(Task to carry out) Give the entries below as a two-column CSV with the headers "text" and "answer" and one row for each entry. Put each value in its own quoted field, and replace any line breaks inside a value with spaces.

Dataset entries
--*--
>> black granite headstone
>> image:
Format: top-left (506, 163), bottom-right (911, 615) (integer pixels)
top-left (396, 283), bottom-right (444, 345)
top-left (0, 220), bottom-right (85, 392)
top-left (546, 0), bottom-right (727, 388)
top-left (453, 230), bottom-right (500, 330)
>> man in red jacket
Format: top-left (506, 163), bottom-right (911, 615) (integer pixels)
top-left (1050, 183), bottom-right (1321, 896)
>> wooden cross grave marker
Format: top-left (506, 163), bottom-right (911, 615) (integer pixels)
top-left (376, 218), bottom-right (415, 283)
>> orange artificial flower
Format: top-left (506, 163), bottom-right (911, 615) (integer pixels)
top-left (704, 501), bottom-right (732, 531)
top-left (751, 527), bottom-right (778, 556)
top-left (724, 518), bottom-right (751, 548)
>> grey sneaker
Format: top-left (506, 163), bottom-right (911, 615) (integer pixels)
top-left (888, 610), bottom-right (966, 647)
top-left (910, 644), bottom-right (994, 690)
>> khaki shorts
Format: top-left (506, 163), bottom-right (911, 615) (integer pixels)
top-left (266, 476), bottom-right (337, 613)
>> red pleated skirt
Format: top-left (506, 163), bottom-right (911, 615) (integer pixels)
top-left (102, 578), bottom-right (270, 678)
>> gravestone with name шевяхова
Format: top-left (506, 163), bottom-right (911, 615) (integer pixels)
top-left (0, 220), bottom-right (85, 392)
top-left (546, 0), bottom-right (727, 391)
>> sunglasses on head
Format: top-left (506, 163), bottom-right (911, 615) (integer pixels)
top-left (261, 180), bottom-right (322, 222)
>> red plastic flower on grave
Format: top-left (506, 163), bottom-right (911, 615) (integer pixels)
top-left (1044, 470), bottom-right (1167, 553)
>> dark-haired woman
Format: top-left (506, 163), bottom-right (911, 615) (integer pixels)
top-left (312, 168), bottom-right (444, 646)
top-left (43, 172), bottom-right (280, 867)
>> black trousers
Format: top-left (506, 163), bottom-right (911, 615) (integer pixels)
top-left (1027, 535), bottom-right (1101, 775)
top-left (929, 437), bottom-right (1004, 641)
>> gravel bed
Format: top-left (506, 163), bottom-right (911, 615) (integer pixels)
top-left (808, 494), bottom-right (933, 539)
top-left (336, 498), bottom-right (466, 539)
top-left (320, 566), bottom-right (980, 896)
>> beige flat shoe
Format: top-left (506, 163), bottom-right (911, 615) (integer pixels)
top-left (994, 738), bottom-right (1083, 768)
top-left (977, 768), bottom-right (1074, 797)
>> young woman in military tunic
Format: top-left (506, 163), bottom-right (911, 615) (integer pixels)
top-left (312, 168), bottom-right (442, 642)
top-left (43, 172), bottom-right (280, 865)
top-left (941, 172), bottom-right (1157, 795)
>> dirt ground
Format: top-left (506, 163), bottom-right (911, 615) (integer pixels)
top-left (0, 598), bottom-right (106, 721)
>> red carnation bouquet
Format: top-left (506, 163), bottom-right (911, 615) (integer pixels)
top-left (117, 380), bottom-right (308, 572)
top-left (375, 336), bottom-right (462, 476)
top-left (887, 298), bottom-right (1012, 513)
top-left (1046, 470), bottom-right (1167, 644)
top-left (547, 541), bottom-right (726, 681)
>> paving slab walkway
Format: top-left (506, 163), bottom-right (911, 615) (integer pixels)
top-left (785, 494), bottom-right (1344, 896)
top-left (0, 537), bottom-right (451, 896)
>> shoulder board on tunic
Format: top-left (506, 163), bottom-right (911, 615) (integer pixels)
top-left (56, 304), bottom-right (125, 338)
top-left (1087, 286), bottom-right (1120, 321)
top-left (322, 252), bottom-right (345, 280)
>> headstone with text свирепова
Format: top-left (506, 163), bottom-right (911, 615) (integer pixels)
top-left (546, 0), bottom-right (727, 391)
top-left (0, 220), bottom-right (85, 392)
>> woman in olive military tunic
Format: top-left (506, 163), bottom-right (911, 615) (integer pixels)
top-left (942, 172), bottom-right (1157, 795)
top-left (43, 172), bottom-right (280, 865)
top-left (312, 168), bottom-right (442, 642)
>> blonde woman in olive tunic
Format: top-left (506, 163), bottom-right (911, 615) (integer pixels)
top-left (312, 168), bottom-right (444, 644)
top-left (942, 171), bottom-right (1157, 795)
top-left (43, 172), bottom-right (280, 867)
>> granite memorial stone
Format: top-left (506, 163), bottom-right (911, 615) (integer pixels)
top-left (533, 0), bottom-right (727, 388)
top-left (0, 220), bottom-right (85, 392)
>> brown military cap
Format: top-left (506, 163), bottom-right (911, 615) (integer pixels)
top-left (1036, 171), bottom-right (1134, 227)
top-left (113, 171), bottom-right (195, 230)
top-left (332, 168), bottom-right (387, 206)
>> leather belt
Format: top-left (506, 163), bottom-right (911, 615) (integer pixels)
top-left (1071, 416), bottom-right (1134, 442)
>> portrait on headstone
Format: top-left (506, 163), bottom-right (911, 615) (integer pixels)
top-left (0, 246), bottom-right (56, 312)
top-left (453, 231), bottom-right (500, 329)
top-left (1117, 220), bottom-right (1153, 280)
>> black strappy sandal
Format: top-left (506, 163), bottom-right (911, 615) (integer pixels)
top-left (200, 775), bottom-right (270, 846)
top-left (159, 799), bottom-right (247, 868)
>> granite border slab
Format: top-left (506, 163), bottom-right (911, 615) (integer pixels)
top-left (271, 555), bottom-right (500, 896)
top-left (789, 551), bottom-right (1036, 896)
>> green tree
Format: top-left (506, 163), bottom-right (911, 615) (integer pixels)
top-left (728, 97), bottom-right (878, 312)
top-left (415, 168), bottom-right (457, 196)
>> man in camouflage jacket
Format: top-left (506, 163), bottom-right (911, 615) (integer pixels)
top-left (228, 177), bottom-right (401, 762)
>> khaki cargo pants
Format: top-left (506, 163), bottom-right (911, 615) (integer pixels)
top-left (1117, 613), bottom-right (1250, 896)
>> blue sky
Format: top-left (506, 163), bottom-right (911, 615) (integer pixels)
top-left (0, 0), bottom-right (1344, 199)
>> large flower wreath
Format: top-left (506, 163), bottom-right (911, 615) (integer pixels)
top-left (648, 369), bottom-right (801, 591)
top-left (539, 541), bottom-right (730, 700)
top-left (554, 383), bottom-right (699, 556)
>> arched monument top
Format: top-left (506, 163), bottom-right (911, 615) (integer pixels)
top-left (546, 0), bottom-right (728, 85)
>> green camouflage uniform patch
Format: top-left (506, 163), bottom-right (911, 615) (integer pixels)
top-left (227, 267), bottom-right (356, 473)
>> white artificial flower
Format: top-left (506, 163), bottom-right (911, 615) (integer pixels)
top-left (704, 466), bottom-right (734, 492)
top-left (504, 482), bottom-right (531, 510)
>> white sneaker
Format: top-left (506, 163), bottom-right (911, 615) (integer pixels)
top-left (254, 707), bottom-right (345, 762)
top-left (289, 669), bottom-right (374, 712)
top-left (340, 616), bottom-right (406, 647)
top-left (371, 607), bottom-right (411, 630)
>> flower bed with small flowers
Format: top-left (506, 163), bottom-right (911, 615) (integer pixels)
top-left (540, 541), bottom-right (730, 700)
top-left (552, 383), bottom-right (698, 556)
--*--
(Response to the exercise)
text,answer
">> black granite headstone >> image: Format: top-left (506, 163), bottom-right (911, 615) (integer pixels)","top-left (396, 283), bottom-right (444, 345) top-left (0, 220), bottom-right (85, 392) top-left (546, 0), bottom-right (727, 388) top-left (453, 230), bottom-right (500, 330)"
">> man in red jacket Format: top-left (506, 163), bottom-right (911, 615) (integer pixels)","top-left (1050, 183), bottom-right (1321, 896)"
">> wooden cross grave marker Format: top-left (506, 163), bottom-right (911, 615) (integer pixels)","top-left (376, 218), bottom-right (415, 283)"
">> orange artificial flower Format: top-left (506, 163), bottom-right (911, 615) (integer pixels)","top-left (704, 501), bottom-right (732, 531) top-left (751, 527), bottom-right (778, 556) top-left (724, 518), bottom-right (751, 548)"
">> grey sneaker Format: top-left (506, 163), bottom-right (911, 615) (integer pixels)","top-left (888, 610), bottom-right (966, 647) top-left (910, 644), bottom-right (994, 690)"
">> khaki shorts Format: top-left (506, 163), bottom-right (911, 615) (integer pixels)","top-left (266, 476), bottom-right (337, 613)"
">> red pleated skirt Format: top-left (506, 163), bottom-right (911, 615) (integer pixels)","top-left (102, 578), bottom-right (270, 678)"
">> gravestone with name шевяхова Format: top-left (506, 163), bottom-right (911, 615) (integer pixels)","top-left (0, 220), bottom-right (85, 392) top-left (546, 0), bottom-right (727, 391)"
">> sunglasses on head Format: top-left (506, 163), bottom-right (911, 615) (integer pixels)","top-left (261, 180), bottom-right (322, 222)"
">> red plastic flower on grave Format: top-left (506, 163), bottom-right (911, 615) (integer pixels)","top-left (1044, 470), bottom-right (1167, 553)"
">> dark-haired woman Format: top-left (506, 163), bottom-right (911, 615) (integer pixels)","top-left (312, 168), bottom-right (444, 646) top-left (43, 172), bottom-right (280, 867)"
">> black trousers Format: top-left (506, 163), bottom-right (911, 615) (integer pixels)","top-left (1027, 535), bottom-right (1101, 775) top-left (929, 437), bottom-right (1004, 641)"
">> gravel bed Format: top-left (506, 163), bottom-right (911, 615) (integer pixels)","top-left (808, 494), bottom-right (933, 539) top-left (336, 498), bottom-right (466, 539) top-left (320, 566), bottom-right (980, 896)"
">> beige flat shoe Format: top-left (506, 163), bottom-right (911, 615) (integer pixels)","top-left (994, 738), bottom-right (1083, 768) top-left (977, 768), bottom-right (1074, 797)"
">> young woman in military tunic Format: top-left (506, 163), bottom-right (911, 615) (integer pixels)","top-left (312, 168), bottom-right (442, 642) top-left (43, 172), bottom-right (280, 865) top-left (941, 172), bottom-right (1157, 795)"
">> dirt ground Format: top-left (506, 163), bottom-right (911, 615) (integer pixels)","top-left (0, 598), bottom-right (106, 721)"
">> red carnation bouquet Format: top-left (506, 163), bottom-right (911, 615) (integer pixels)","top-left (117, 380), bottom-right (308, 572) top-left (375, 336), bottom-right (462, 476) top-left (887, 298), bottom-right (1012, 513) top-left (1046, 470), bottom-right (1167, 644) top-left (547, 541), bottom-right (726, 681)"
">> paving slab walkway Format: top-left (506, 163), bottom-right (911, 615) (integer pixels)","top-left (785, 494), bottom-right (1344, 896) top-left (0, 537), bottom-right (451, 896)"
">> shoulder board on tunic Format: top-left (506, 163), bottom-right (911, 615) (integer pixels)","top-left (56, 304), bottom-right (125, 338) top-left (1087, 286), bottom-right (1120, 321) top-left (322, 252), bottom-right (345, 280)"
">> headstone with text свирепова Format: top-left (506, 163), bottom-right (911, 615) (integer pixels)","top-left (546, 0), bottom-right (727, 391) top-left (0, 220), bottom-right (85, 392)"
">> woman in olive military tunic Format: top-left (506, 163), bottom-right (911, 615) (integer pixels)","top-left (942, 172), bottom-right (1157, 795) top-left (43, 172), bottom-right (280, 865) top-left (312, 168), bottom-right (442, 642)"
">> blonde woman in olive tunic Format: top-left (506, 163), bottom-right (911, 615) (integer pixels)","top-left (312, 168), bottom-right (444, 644) top-left (942, 171), bottom-right (1157, 795) top-left (43, 172), bottom-right (280, 867)"
">> granite memorial stone Format: top-left (506, 163), bottom-right (911, 615) (integer pixels)","top-left (533, 0), bottom-right (727, 388) top-left (0, 220), bottom-right (85, 392)"
">> brown military cap Format: top-left (506, 163), bottom-right (911, 615) (integer pixels)","top-left (1036, 171), bottom-right (1134, 227) top-left (113, 171), bottom-right (195, 230) top-left (332, 168), bottom-right (387, 206)"
">> leather belt Format: top-left (506, 163), bottom-right (911, 615) (integer pixels)","top-left (1071, 416), bottom-right (1134, 442)"
">> portrait on headstone Format: top-left (506, 163), bottom-right (911, 615) (integer pixels)","top-left (0, 246), bottom-right (56, 312) top-left (453, 231), bottom-right (500, 329) top-left (1117, 220), bottom-right (1153, 280)"
">> black strappy sandal Format: top-left (506, 163), bottom-right (911, 615) (integer pixels)","top-left (200, 775), bottom-right (270, 846) top-left (159, 799), bottom-right (247, 868)"
">> granite border slab Format: top-left (506, 163), bottom-right (911, 615) (integer pixels)","top-left (271, 555), bottom-right (500, 896) top-left (789, 551), bottom-right (1036, 896)"
">> green tree Format: top-left (506, 163), bottom-right (911, 615) (integer pixels)","top-left (728, 97), bottom-right (878, 312) top-left (415, 168), bottom-right (457, 196)"
">> man in camouflage jacket Format: top-left (506, 163), bottom-right (911, 615) (integer pixels)","top-left (228, 177), bottom-right (401, 762)"
">> khaki cargo pants Format: top-left (506, 163), bottom-right (911, 615) (integer pixels)","top-left (1117, 613), bottom-right (1250, 896)"
">> blue sky Format: top-left (506, 163), bottom-right (911, 615) (integer pixels)","top-left (0, 0), bottom-right (1344, 199)"
">> large flower wreath Format: top-left (506, 163), bottom-right (911, 615) (integer pixels)","top-left (648, 369), bottom-right (801, 591) top-left (539, 541), bottom-right (730, 700) top-left (554, 383), bottom-right (699, 556)"
">> arched monument top Format: top-left (506, 163), bottom-right (911, 615) (integer pixels)","top-left (546, 0), bottom-right (728, 85)"
">> green camouflage uniform patch Format: top-left (506, 163), bottom-right (911, 615) (integer pixels)","top-left (227, 267), bottom-right (356, 473)"
">> white artificial flower Format: top-left (506, 163), bottom-right (911, 615) (integer pixels)","top-left (704, 466), bottom-right (734, 492) top-left (504, 482), bottom-right (531, 510)"
">> white sneaker Format: top-left (506, 163), bottom-right (911, 615) (integer pixels)","top-left (254, 707), bottom-right (345, 762) top-left (289, 669), bottom-right (374, 712) top-left (340, 616), bottom-right (406, 647) top-left (371, 607), bottom-right (411, 630)"
">> flower bed with small flowers Format: top-left (506, 163), bottom-right (911, 615) (integer pixels)","top-left (540, 541), bottom-right (730, 700) top-left (552, 383), bottom-right (698, 556)"